**Reading text**.
EX-10.14 2 v214676_ex10-14.htm
 
Exhibit 10.14
 
 
Amendment N°3
 
TO
 
AMENDED AND RESTATED
 
CONTRACT N° GINC-C-06-0300
 
By and Between.
 
GLOBALSTAR, INC.
 
and
 
THALES ALENIA SPACE FRANCE
   
 
 

 
 
AMENDMENT N° 3 TO THE CONTRACT GINC-C-06- 0300 BETWEEN GLOBALSTAR, INC.
AND THALES
ALENIA SPACE FRANCE
 
   
 
This Amendment N°3 to the Amended & Restated Contract signed on June 3, 2009, referenced GINC-C-06-0300 is made between Thales Alenia Space France, a Company organised and existing under the laws of France, having its registered office at 26 avenue Jean Francois Champollion 31100 Toulouse — FRANCE ("Contractor") and Globalstar, Inc., a Delaware corporation with offices at 461 South Milpitas Blvd., Milpitas, California 95035, U.S.A. ("Purchaser").
 
The Purchaser and the Contractor being hereinafter individually referred to as a "Party" or collectively as the "Parties".
 
Recitals
 
Whereas, the Purchaser and the Contractor signed an Amended and Restated Contract on June 3, 2009, for the procurement of forty eight (48) satellites and other Deliverable Items and related services for the Construction of the Globalstar Satellites for the Second Generation Constellation ; and
 
Whereas; pursuant to the provisions of Article 32 of the Contract, the Purchaser and the Contractor have agreed to sign an Amendment N° 1 to the Amended and Restated Contract on January 18, 2010 for the purpose of postponing certain dates including shifting the contractual PSR dates according to the effective date of the first draw down under the Export Credit Facility which occurred on July 1st 2009 instead of June 5th 2009, as initially foreseen; and
 
Whereas, following an earthquake in Italy on April 2009 affecting Contractor's Facilities in l'Aquila (the "Event"), the Parties have agreed to sign an Amendment N° 2 to the Amended & Restated Contract on January 18, 2010 for the purpose to include the impact of the Event on the Delivery Schedule taking into account the corresponding Excusable Delays and to modify the contractual Payment Plan in order to reflect in it the current estimation of the impact of the Event on the Delivery Schedule ; and
 
Whereas, as set forth in Article 16(D), the Parties hereby agree to modify certain provisions of the Amended and Restated Contract and its Exhibits in order to integrate the flow-down requirements of the Launch Services Ageement applicable to Contractor regarding allocations of risk, waivers of subrogation, indemnifications and inter-party waivers of liability involved in Launch Operations;
 
THEREFORE, THE PARTIES AGREE TO THE FOLLOWING:
 
 
 

 
 
AMENDMENT N° 3 TO THE CONTRACT GINC-C-06- 0300 BETWEEN GLOBALSTAR, INC.

**Given entries**.

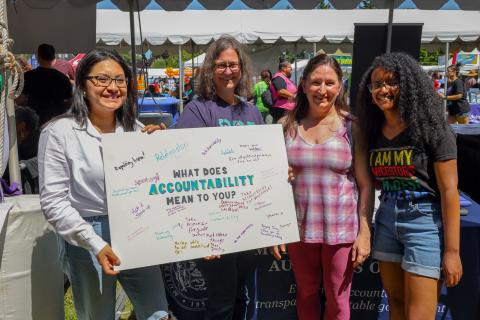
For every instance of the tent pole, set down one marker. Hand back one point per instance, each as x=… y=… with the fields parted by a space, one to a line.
x=295 y=49
x=13 y=158
x=180 y=82
x=389 y=27
x=445 y=82
x=132 y=47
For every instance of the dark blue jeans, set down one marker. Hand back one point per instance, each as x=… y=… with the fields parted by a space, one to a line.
x=231 y=286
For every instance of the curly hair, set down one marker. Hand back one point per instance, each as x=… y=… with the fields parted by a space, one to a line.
x=420 y=106
x=205 y=88
x=291 y=121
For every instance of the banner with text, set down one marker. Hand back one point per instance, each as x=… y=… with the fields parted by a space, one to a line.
x=188 y=193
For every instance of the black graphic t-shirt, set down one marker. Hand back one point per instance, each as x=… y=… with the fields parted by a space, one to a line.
x=405 y=171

**Goal 1**. In the entries, rename "black graphic t-shirt" to "black printed tee" in the lines running from the one that holds "For every instance of the banner" through the end of the entries, both ends included. Return only those lines, with everything else left unchanged.
**Goal 2**. Extend the Globalstar contract amendment, picking up after its final line.
The text and the entries have no connection to each other.

**Task response 1**.
For every instance of the banner with text, set down one marker. Hand back one point per instance, each as x=… y=… with the fields parted by a space, one to a line.
x=188 y=193
For every instance of the black printed tee, set down one marker. Hand back one point per instance, each as x=… y=… with the fields parted by a space, one to a line.
x=405 y=171

**Task response 2**.
AND THALES
ALENIA SPACE FRANCE
 
   
 
The following, provisions of the Amended and Restated Contract are added or amended as follows:
 
1.1
Article 1. Definitions.
 
The following definitions are added to the Contract:
 
-
"Associated Services" means the supplementary launch services specified in Launch Services Agreement.
 
-
"Launch Campaign" means, with respect to each launch, the period beginning from the date of arrival of individuals of Purchaser or Purchaser's contractors, subcontractors and suppliers at any tier or Purchaser Ground Support Equipment (GSE) to the Launch Site or from the date on which Purchaser begins autonomous operations on the Satellite, whichever is earlier, until the date on which Purchaser completes placement of all Purchaser GSE into a stand-by or storage phase condition or until the date on which all Purchaser GSE is removed from the Launch Site
 
-
"Launch Mission" means the mission assigned to the Launch Vehicle as defmed in Launch Services Agreement.
 
The following definitions in the Contract are modified as follow's:
 
- "Launch Services Provider" or "Launch Agency" shall mean each company with whom Purchaser contracts for the launch of one or more Spacecraft.
 
- "Launch Site" shall generally mean each launch facility provided by a; Launch Services Provider, including all buildings and testing, storage and other facilities thereon. For the 24 first Spacecraft to be launched, it shall mean the SOYUZ launch complex at the GUIANA Space Center (CSG) in. Kourou, French Guiana, or the SOYUZ launch complex at the Baikonur Space Center (BSC), in Baikonur, Kazakhstan, including all their facilities and equipment depending on the launch site selected by ARIANESPACE in accordance with Launch Services Agreement signed between the Purchaser and ARIANESPACE.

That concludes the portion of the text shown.